Extracted data entries:
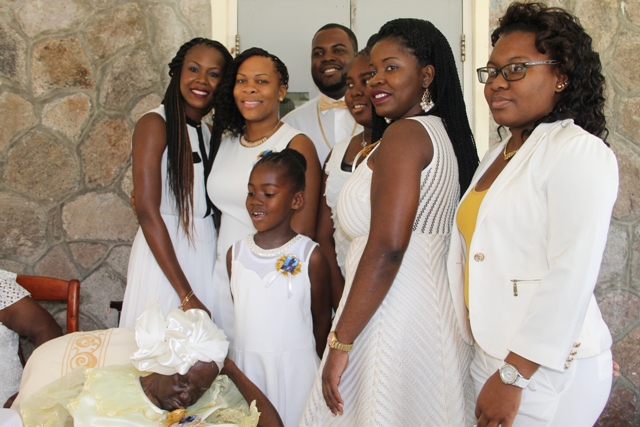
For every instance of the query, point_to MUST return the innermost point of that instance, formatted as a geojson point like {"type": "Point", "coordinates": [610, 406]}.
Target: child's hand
{"type": "Point", "coordinates": [335, 366]}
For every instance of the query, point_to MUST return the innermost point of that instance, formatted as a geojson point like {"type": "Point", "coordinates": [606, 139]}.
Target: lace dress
{"type": "Point", "coordinates": [275, 346]}
{"type": "Point", "coordinates": [410, 365]}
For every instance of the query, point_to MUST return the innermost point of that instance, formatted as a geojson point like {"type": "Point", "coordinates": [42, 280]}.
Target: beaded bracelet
{"type": "Point", "coordinates": [185, 300]}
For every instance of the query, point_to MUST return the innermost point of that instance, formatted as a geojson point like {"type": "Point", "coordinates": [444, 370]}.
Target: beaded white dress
{"type": "Point", "coordinates": [227, 188]}
{"type": "Point", "coordinates": [274, 345]}
{"type": "Point", "coordinates": [410, 365]}
{"type": "Point", "coordinates": [146, 282]}
{"type": "Point", "coordinates": [336, 178]}
{"type": "Point", "coordinates": [10, 366]}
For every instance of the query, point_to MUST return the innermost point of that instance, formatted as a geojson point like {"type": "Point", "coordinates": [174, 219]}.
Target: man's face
{"type": "Point", "coordinates": [331, 54]}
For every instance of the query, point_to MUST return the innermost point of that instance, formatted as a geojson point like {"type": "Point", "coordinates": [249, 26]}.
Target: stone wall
{"type": "Point", "coordinates": [615, 28]}
{"type": "Point", "coordinates": [74, 77]}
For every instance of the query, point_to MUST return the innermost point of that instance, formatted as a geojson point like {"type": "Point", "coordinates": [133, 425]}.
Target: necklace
{"type": "Point", "coordinates": [270, 252]}
{"type": "Point", "coordinates": [367, 150]}
{"type": "Point", "coordinates": [250, 144]}
{"type": "Point", "coordinates": [324, 136]}
{"type": "Point", "coordinates": [508, 156]}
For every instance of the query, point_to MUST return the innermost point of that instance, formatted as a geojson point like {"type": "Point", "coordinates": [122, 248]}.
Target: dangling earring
{"type": "Point", "coordinates": [427, 103]}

→ What is being asked
Each line of the records with the word "every" in it is to be copied.

→ Task solution
For every instance of the query, point_to MUST return the innermost point of that instance, formatted as a geojson point like {"type": "Point", "coordinates": [610, 406]}.
For every instance of the query, point_to MUST return the innermost point of that instance, formatted as a geojson point like {"type": "Point", "coordinates": [606, 139]}.
For every instance of the query, point_to MUST return the innermost point of that instance, formatted as a geojson point like {"type": "Point", "coordinates": [42, 280]}.
For every instance of the query, point_to MUST return the innermost point of that instance, formatted as a geojson point like {"type": "Point", "coordinates": [444, 370]}.
For every instance of the query, point_to MUST return the innermost point of that instance, formatted as a geojson point like {"type": "Point", "coordinates": [174, 219]}.
For every instance of the query, point_to MUST return the innermost point of that instance, formatted as a geojson point like {"type": "Point", "coordinates": [249, 26]}.
For every instance of the query, point_to MUST return the innermost point of that instance, formatted as a geojson point like {"type": "Point", "coordinates": [133, 425]}.
For every instance of the query, point_to MUST return the innermost point of that instance, formatted as a geojson point like {"type": "Point", "coordinates": [122, 248]}.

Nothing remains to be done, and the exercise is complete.